◆ **What is asked**
Retype, without alteration, each line from the line containing "For the benchmark, annotate every instance of the red" to the final line of the records.

-*-*-

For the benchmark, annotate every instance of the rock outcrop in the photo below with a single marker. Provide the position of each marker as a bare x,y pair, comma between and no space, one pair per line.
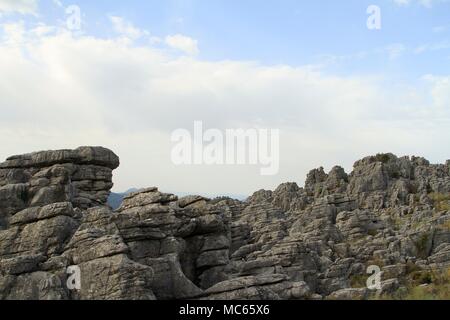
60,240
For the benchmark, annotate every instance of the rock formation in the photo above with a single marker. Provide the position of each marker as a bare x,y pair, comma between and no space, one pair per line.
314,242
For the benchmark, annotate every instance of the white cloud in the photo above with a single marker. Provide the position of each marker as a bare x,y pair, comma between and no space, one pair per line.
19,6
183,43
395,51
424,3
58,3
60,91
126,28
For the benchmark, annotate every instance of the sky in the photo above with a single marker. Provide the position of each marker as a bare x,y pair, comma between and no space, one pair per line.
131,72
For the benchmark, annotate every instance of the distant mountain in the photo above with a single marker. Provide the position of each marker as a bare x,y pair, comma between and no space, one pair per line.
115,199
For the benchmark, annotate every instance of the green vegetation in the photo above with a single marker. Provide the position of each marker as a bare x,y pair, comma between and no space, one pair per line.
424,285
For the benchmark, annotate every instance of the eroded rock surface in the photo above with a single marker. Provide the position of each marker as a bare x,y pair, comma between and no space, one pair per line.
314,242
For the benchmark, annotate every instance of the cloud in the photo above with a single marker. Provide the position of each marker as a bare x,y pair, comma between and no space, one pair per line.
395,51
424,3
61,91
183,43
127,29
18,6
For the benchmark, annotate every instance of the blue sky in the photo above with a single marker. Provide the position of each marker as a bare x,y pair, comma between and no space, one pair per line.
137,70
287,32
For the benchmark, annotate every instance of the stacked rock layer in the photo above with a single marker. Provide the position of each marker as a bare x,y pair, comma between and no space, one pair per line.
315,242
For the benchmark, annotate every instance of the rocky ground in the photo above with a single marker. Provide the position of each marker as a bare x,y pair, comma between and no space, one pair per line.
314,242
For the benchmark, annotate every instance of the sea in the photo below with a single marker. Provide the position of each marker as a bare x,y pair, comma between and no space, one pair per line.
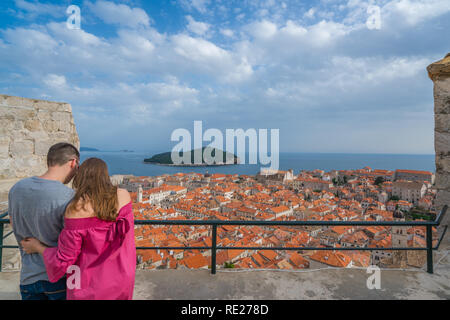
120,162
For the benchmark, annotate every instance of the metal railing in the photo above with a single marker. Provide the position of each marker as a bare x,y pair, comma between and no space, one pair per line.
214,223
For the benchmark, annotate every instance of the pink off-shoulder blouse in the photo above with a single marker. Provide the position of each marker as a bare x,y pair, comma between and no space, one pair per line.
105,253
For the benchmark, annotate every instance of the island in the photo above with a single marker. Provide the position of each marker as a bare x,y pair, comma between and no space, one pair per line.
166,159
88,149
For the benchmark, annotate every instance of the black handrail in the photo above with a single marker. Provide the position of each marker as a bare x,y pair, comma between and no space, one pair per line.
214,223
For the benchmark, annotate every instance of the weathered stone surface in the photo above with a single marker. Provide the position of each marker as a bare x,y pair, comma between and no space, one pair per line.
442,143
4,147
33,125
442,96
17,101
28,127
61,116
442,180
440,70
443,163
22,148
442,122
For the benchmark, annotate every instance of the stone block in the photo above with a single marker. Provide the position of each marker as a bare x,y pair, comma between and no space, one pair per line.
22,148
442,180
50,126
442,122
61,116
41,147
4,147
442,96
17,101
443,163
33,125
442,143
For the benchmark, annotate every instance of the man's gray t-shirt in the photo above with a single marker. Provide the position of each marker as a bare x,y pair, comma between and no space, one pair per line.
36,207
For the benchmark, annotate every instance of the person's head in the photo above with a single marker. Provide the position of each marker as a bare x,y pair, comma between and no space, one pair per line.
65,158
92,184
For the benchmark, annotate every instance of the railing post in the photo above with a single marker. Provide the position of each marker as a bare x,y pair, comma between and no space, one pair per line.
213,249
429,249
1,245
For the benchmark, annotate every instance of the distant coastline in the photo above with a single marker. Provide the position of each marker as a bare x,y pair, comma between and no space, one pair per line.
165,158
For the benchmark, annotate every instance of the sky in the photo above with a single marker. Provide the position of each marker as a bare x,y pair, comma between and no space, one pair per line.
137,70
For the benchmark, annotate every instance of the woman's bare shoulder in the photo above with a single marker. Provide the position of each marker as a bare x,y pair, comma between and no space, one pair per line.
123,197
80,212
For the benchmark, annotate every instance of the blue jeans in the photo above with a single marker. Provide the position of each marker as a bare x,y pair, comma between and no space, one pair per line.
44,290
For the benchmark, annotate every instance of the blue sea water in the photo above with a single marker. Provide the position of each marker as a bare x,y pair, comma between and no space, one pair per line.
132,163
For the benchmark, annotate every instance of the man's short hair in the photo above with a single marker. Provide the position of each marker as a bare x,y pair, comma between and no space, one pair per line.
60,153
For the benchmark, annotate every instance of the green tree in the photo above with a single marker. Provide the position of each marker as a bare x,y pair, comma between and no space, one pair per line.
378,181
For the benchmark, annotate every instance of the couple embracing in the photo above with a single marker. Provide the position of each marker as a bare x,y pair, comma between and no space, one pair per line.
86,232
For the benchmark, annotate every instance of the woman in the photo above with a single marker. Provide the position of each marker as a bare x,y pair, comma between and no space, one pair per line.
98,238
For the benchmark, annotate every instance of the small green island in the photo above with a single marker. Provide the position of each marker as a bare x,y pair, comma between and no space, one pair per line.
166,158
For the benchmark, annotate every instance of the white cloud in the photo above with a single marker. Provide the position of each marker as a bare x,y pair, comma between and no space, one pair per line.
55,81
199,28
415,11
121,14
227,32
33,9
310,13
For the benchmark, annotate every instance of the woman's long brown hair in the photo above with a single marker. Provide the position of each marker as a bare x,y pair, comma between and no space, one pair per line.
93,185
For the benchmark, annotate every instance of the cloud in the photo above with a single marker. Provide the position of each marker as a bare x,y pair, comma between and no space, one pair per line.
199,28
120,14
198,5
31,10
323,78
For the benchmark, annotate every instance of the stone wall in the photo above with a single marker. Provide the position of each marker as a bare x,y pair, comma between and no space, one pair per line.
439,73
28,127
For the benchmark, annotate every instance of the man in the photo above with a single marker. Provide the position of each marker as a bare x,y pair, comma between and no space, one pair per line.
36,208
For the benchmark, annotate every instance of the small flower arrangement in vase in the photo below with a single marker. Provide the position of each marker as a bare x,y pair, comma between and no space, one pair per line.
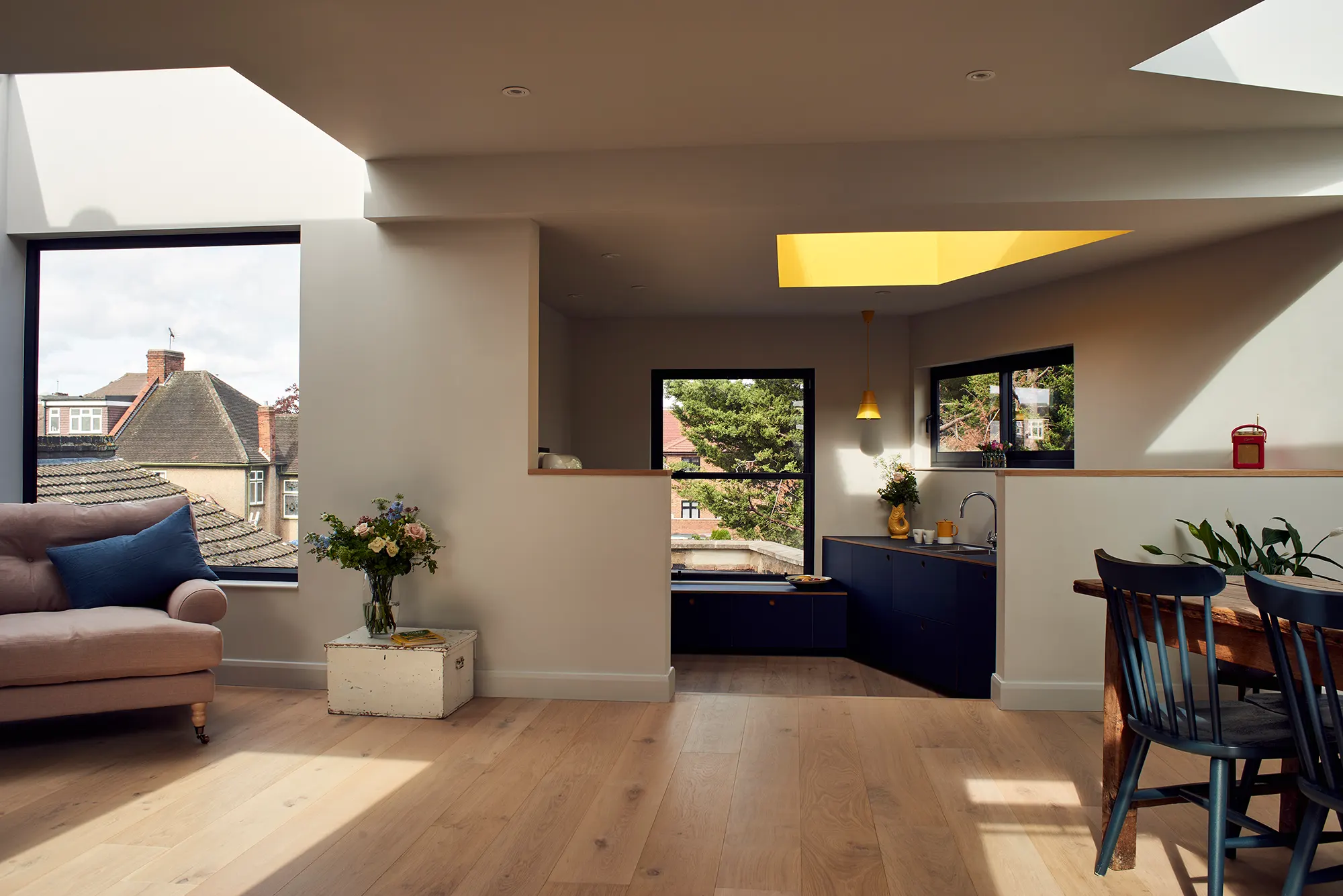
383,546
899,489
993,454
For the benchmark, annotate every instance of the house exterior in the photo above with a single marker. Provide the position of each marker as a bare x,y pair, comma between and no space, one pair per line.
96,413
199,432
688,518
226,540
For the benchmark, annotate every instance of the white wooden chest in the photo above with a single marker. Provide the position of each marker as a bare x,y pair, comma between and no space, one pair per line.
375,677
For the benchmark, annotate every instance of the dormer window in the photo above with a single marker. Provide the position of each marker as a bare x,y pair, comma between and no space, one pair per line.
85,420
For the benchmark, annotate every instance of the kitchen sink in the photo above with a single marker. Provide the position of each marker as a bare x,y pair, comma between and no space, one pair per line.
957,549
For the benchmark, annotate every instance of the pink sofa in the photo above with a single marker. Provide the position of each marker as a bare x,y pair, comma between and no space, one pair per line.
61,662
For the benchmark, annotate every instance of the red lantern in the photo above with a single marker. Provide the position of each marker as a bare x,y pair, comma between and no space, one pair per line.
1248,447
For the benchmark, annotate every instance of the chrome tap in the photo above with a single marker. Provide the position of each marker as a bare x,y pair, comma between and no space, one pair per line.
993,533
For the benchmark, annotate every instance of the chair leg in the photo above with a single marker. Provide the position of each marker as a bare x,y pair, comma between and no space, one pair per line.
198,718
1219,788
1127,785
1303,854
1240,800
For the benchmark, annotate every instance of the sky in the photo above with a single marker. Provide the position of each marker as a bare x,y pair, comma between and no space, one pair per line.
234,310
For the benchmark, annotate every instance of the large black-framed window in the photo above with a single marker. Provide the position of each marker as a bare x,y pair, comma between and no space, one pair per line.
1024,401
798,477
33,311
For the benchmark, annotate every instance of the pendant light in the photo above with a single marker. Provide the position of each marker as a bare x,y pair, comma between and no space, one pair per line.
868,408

-*-*-

◆ **Exercise response**
For the benchmark, annotate every instance of the red lantern in the photo above with a single marker. Provide the position of each marker as a bare x,y pair, comma between and no space, one pair per line.
1248,447
For the benchmark, annotate every instance of the chrome tap in the photo above with a single marker. Provide the position of each marker as a bare x,y pair, comma between and no space, one pair per line.
993,533
For the benchmark, annotate every instance of the chair leg in the photo above with a single marker. Provide the position of each marker as a bare x,y pair, comma between and no space, one pair per line.
198,718
1219,788
1127,785
1303,854
1240,800
For the benchmark, annotate every instance of the sky in the photo above with a single marker. Provide the position of each marker as a bare x,y pair, comma between and no space, one pair per line.
234,310
For the benchmark, annotate every instance of the large black-framed window in the photo above with a single marker. Provide the position of each marker as a bare x,y pair, comma between and no space, one pair per line.
1024,401
798,477
33,311
For the benchmark, annotate every instance of the pendant light in the photo above with a single marker. Provide the position of each marker as a bare x,y pair, comma between and no space, one pair per line.
868,408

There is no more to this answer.